WORK INSTRUCTION: Scan the records below for the line with "Identify the front" and the line with "Identify the shrub". Repeat those two lines and every line between them exactly, and nothing else.

GIVEN DATA:
+ + + + + + +

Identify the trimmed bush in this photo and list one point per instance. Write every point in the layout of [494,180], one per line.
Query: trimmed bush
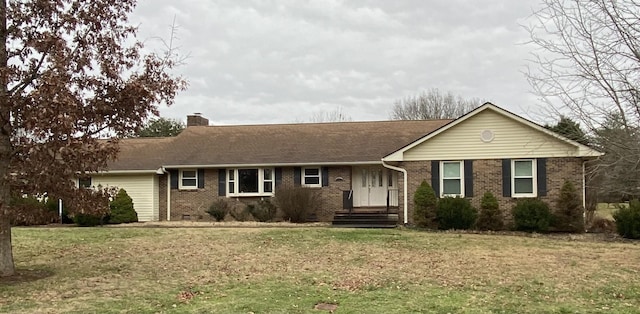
[425,201]
[531,215]
[490,215]
[218,209]
[263,210]
[240,212]
[52,207]
[628,220]
[569,214]
[296,203]
[602,225]
[88,220]
[455,213]
[122,209]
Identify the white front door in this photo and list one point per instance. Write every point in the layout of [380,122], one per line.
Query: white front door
[370,186]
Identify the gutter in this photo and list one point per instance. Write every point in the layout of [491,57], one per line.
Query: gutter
[291,164]
[404,190]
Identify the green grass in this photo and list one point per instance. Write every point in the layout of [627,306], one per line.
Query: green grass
[285,270]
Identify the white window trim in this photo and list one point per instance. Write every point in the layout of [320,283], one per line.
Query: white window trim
[534,174]
[461,163]
[261,181]
[304,178]
[187,187]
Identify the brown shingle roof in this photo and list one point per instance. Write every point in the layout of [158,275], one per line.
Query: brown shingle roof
[144,153]
[342,142]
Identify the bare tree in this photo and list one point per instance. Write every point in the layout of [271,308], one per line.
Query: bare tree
[432,104]
[336,115]
[69,72]
[587,67]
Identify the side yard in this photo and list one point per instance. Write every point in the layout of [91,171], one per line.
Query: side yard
[290,270]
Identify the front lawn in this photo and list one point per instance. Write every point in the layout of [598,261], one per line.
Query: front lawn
[290,270]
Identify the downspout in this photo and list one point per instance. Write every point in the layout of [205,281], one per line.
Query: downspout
[584,193]
[404,190]
[168,196]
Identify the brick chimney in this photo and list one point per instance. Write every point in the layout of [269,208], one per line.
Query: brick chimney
[197,119]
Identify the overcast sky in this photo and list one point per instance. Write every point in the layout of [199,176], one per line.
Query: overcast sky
[278,61]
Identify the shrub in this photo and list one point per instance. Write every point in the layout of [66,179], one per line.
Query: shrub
[263,210]
[425,202]
[455,213]
[569,215]
[531,215]
[628,220]
[602,225]
[296,203]
[490,215]
[240,212]
[52,206]
[88,220]
[122,209]
[219,209]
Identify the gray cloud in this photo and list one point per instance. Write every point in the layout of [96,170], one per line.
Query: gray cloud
[281,61]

+ + + + + + +

ANSWER FOR THE TASK:
Identify the front lawn in this photo and list one point per instance. Write every point in the layout of [598,261], one per line.
Query: front lawn
[290,270]
Identify the downspout in this photo and list one point per instance. Write every point in the layout of [205,281], one per line.
Query: downspout
[584,193]
[404,190]
[168,196]
Identify the brick chimney in this photo and list one point per instance. Write every point in the layout of [269,208], one per line.
Query: brick chimney
[197,119]
Identify the overcast sky in this photo and list one point per instance. Write every point in the layout of [199,176], one per line.
Query: overcast sky
[278,61]
Identify the shrub in this photo and list one point per instance. Write every point in the layout of [66,179], one per line.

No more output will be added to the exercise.